:: EXERCISE DESCRIPTION ::
What number of lines in the data below contain the string "window"? Answer with that number alone.

:: SOURCE RECORDS ::
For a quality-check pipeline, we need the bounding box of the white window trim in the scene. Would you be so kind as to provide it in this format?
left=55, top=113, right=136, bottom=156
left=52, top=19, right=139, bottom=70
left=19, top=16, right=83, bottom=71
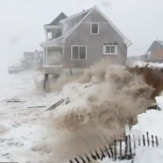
left=71, top=45, right=87, bottom=60
left=90, top=23, right=99, bottom=34
left=103, top=45, right=118, bottom=55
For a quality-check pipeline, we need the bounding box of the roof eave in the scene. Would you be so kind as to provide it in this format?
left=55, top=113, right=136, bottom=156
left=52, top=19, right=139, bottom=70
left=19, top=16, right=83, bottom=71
left=44, top=25, right=60, bottom=30
left=124, top=39, right=132, bottom=47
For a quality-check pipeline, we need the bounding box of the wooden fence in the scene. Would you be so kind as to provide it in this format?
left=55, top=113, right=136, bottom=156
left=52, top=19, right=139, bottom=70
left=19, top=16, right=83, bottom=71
left=69, top=132, right=162, bottom=163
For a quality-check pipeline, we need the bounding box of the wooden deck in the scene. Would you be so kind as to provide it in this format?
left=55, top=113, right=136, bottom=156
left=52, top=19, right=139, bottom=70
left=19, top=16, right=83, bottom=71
left=43, top=65, right=63, bottom=74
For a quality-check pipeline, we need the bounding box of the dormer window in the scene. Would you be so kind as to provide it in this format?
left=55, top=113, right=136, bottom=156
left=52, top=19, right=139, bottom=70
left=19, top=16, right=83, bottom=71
left=90, top=23, right=99, bottom=34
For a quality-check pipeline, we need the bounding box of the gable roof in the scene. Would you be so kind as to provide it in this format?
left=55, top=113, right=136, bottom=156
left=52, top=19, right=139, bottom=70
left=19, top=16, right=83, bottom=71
left=148, top=40, right=163, bottom=51
left=45, top=12, right=67, bottom=26
left=41, top=6, right=132, bottom=47
left=60, top=8, right=92, bottom=35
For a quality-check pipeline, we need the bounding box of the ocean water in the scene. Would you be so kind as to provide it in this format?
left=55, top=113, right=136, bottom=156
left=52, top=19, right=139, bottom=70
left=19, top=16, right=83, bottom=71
left=0, top=68, right=35, bottom=101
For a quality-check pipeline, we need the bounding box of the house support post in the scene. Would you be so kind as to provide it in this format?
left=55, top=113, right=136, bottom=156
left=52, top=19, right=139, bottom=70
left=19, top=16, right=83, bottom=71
left=43, top=73, right=49, bottom=91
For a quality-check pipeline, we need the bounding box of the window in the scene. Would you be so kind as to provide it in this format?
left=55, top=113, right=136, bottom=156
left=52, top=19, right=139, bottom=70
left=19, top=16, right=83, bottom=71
left=103, top=42, right=118, bottom=55
left=47, top=32, right=52, bottom=39
left=71, top=45, right=87, bottom=60
left=91, top=23, right=99, bottom=34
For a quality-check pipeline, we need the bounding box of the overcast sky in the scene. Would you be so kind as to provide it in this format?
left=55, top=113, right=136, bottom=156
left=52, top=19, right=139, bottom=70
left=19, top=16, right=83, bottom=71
left=0, top=0, right=163, bottom=71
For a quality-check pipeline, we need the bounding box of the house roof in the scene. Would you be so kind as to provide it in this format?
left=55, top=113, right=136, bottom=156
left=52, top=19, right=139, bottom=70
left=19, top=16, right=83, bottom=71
left=148, top=40, right=163, bottom=51
left=157, top=41, right=163, bottom=47
left=41, top=6, right=132, bottom=47
left=45, top=12, right=67, bottom=26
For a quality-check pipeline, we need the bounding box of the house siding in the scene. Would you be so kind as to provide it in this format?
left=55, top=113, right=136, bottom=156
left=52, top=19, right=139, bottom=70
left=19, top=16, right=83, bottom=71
left=63, top=9, right=127, bottom=68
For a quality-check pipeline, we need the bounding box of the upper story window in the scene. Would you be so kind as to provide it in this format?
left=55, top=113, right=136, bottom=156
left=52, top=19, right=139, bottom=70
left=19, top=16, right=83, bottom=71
left=90, top=23, right=99, bottom=34
left=71, top=45, right=87, bottom=60
left=47, top=32, right=52, bottom=40
left=103, top=42, right=118, bottom=55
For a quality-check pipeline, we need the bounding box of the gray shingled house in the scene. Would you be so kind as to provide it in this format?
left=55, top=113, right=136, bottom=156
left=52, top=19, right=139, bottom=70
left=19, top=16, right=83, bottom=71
left=41, top=6, right=131, bottom=86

:: ANSWER FOR THE TASK ::
4